◆ **BRIEF A**:
Please write out the stretch of the air cadet account below from "Yes they how" through "have no choices.".

Begin TEXT TO READ

Yes they how they say it, “honoured” to sit in a friggin co-pilot seat.
And guess what, no free flights, it’s more like a mandatory thing everybody fears. We have no choices.
It’s not fun either, it’s not easy either
You get a book, and that’s it
You learn from that, and that’s it,
It’s also in French hey don’t provide English copies, so you just have to figure it out
Everybody gets their own trainer, sounds nice? Well it does.
For everybody but me.
People get middle aged, or young adults who are fully attentive.
Me and my brother,
We get this old man.
I’m not trying to be mean to the old people but..
The old man sitting in the pilot seat? He falls asleep so it’s all on you to land safely, you have to sign a contract that they aren’t responsible for your injury or death and you can’t have much insurance from the cadet people either.
So that means you’re risking your own life and that random old mans life
I didn’t even know what to do, I tried telling the old man to get up and help me out but the old man wouldn’t get up because of his headphones, I don’t even know what was on his, but on mine I just had an automated system talking to me, and talking about things that didn’t even make sense like coordinates to my home, I don’t even know it was French and t was muffled and it was monotone and it was terrible!
What the heck even?
I was literally playing around with the buttons BUT LOGICALLY, I didn’t press buttons that my gut told me not to, and I didn’t pull no levers that were so obvious not to pull
I did my best to remember that damn booklet in French, I did my best to translate it. We weren’t allowed devices, or to take the booklets home, and we only got 80 minutes to read it,
In the area of my air cadets it’s most French speaking people, without much English knowledge. My brother and I do our best to even understand what the men are ordering us, sadly we make a lot of goofy looking mistakes, and talking is a real challenge..

End TEXT TO READ

◆ **BRIEF B**:
Reproduce word for word the stretch of the listing below, from its first line through the line containing "[184,88,513,400]".

Begin EXTRACTED ENTRIES

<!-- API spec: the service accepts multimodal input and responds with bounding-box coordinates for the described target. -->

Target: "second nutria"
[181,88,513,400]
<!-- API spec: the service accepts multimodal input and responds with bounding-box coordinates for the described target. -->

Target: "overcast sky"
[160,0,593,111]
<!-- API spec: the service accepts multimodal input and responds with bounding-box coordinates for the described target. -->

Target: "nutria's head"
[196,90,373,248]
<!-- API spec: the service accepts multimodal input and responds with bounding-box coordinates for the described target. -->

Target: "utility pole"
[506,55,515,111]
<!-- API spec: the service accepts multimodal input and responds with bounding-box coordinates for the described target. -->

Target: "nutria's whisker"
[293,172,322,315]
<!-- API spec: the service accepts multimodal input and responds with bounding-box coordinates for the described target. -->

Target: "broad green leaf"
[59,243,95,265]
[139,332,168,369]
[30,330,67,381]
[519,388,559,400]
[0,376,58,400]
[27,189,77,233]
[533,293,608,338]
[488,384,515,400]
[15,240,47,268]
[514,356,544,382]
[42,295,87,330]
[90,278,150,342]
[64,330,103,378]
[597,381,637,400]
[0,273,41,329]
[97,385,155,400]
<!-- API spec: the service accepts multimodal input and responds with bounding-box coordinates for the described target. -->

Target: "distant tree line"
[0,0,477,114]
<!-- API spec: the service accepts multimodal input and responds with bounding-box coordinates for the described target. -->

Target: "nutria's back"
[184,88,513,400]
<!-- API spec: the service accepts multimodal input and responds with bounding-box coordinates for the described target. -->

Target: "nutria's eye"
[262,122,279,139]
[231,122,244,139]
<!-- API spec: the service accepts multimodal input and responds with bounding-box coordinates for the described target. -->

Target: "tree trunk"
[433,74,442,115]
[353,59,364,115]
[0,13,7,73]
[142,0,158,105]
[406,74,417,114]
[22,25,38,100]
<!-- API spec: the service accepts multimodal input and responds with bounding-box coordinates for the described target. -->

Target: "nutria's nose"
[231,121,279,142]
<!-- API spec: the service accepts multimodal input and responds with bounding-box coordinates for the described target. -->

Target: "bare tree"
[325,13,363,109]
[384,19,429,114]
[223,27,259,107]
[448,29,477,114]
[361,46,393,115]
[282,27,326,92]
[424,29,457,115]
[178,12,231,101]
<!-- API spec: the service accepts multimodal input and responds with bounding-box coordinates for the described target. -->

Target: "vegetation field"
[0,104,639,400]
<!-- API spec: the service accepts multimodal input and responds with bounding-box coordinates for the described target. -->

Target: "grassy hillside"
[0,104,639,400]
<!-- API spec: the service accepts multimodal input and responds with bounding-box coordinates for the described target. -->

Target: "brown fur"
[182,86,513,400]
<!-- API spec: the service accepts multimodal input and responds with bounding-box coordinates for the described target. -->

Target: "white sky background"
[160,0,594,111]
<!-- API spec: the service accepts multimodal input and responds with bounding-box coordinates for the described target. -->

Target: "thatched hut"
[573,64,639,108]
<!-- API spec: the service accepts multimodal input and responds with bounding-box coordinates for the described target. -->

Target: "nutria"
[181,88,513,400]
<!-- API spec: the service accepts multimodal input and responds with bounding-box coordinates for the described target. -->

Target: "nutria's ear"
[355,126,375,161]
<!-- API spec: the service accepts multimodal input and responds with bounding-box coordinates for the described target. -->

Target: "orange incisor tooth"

End EXTRACTED ENTRIES

◆ **RIGHT ANSWER A**:
Yes they how they say it, “honoured” to sit in a friggin co-pilot seat.
And guess what, no free flights, it’s more like a mandatory thing everybody fears. We have no choices.

◆ **RIGHT ANSWER B**:
<!-- API spec: the service accepts multimodal input and responds with bounding-box coordinates for the described target. -->

Target: "second nutria"
[181,88,513,400]
<!-- API spec: the service accepts multimodal input and responds with bounding-box coordinates for the described target. -->

Target: "overcast sky"
[160,0,593,111]
<!-- API spec: the service accepts multimodal input and responds with bounding-box coordinates for the described target. -->

Target: "nutria's head"
[196,90,373,248]
<!-- API spec: the service accepts multimodal input and responds with bounding-box coordinates for the described target. -->

Target: "utility pole"
[506,55,515,111]
<!-- API spec: the service accepts multimodal input and responds with bounding-box coordinates for the described target. -->

Target: "nutria's whisker"
[293,172,322,315]
<!-- API spec: the service accepts multimodal input and responds with bounding-box coordinates for the described target. -->

Target: "broad green leaf"
[59,243,95,265]
[139,332,168,369]
[30,330,67,381]
[519,388,559,400]
[0,376,58,400]
[27,189,77,233]
[533,293,608,338]
[488,384,515,400]
[15,240,47,268]
[514,356,544,382]
[42,295,87,330]
[90,278,150,342]
[64,330,103,378]
[597,381,637,400]
[0,273,41,329]
[97,385,155,400]
<!-- API spec: the service accepts multimodal input and responds with bounding-box coordinates for the described target. -->

Target: "distant tree line"
[0,0,477,114]
<!-- API spec: the service accepts multimodal input and responds with bounding-box coordinates for the described target. -->

Target: "nutria's back"
[184,88,513,400]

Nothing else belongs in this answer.